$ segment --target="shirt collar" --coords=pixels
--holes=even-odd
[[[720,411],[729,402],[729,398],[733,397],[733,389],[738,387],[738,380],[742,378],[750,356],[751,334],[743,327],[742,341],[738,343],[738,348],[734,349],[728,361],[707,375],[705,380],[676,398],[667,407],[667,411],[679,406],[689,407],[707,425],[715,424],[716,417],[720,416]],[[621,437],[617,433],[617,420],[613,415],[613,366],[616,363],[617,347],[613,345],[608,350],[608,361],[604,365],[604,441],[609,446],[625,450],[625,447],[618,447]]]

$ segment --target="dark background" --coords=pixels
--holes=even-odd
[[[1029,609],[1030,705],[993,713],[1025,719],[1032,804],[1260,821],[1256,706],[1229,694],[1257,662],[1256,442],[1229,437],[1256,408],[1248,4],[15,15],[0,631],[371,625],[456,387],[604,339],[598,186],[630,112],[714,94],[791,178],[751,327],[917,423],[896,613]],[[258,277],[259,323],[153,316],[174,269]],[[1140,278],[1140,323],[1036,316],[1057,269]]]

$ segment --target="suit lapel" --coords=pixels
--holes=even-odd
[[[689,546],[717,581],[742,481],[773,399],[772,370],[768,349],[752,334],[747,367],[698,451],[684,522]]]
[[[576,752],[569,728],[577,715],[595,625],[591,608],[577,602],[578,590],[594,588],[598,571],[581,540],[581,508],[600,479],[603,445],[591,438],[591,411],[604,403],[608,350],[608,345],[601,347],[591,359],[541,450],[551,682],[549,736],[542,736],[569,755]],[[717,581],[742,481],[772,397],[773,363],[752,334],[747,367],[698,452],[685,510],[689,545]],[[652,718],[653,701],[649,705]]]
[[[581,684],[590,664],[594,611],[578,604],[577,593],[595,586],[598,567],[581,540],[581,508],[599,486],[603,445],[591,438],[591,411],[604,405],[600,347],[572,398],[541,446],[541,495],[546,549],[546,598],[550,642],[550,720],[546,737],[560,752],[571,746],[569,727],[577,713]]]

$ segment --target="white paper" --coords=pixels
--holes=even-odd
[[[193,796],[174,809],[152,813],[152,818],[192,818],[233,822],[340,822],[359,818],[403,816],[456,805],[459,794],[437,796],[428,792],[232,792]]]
::::::::
> CHALLENGE
Reproduce all of the rows above verbatim, with no changes of any kind.

> THE REPLY
$ segment --target="shirt collar" --coords=pixels
--holes=even-odd
[[[720,411],[729,402],[729,398],[733,397],[733,389],[738,387],[738,380],[742,378],[750,356],[751,334],[743,327],[742,341],[738,343],[738,348],[734,349],[728,361],[707,375],[705,380],[676,398],[667,407],[667,411],[679,406],[689,407],[707,425],[715,424],[716,417],[720,416]],[[621,437],[617,433],[617,420],[613,415],[613,366],[616,363],[617,347],[613,345],[608,350],[608,361],[604,365],[604,441],[609,446],[625,450],[625,447],[618,447]]]

$ segment --target="dark background" --coords=pixels
--holes=even-odd
[[[1029,609],[1030,705],[993,713],[1025,719],[1032,804],[1260,821],[1256,706],[1229,694],[1257,662],[1256,442],[1229,437],[1256,408],[1248,4],[15,15],[0,631],[371,625],[456,387],[604,339],[598,186],[630,112],[714,94],[791,178],[751,327],[917,423],[896,613]],[[258,277],[259,323],[153,316],[174,269]],[[1140,278],[1140,323],[1036,316],[1057,269]]]

$ segment --target="suit lapel" --coords=pixels
--holes=even-odd
[[[689,546],[717,581],[742,481],[773,399],[772,370],[768,349],[752,334],[747,367],[698,451],[684,522]]]
[[[576,752],[569,728],[577,715],[595,625],[591,608],[577,602],[578,590],[594,588],[598,571],[581,540],[581,508],[600,479],[603,445],[591,438],[591,411],[604,403],[608,350],[608,345],[601,347],[591,359],[541,450],[551,682],[549,736],[542,736],[569,755]],[[717,581],[742,481],[772,397],[773,363],[752,334],[747,367],[698,452],[685,510],[689,545]],[[652,718],[653,701],[649,705]]]
[[[581,684],[590,664],[594,611],[578,604],[577,593],[595,586],[598,567],[581,540],[581,508],[599,486],[603,445],[591,438],[591,411],[604,405],[600,347],[572,398],[541,446],[541,495],[546,549],[546,598],[550,642],[550,720],[546,737],[560,752],[571,746],[569,727],[577,713]]]

$ segment --target="white paper" --coords=pixels
--holes=even-odd
[[[193,796],[174,809],[152,813],[152,818],[192,818],[233,822],[340,822],[359,818],[403,816],[456,805],[459,794],[437,796],[428,792],[232,792]]]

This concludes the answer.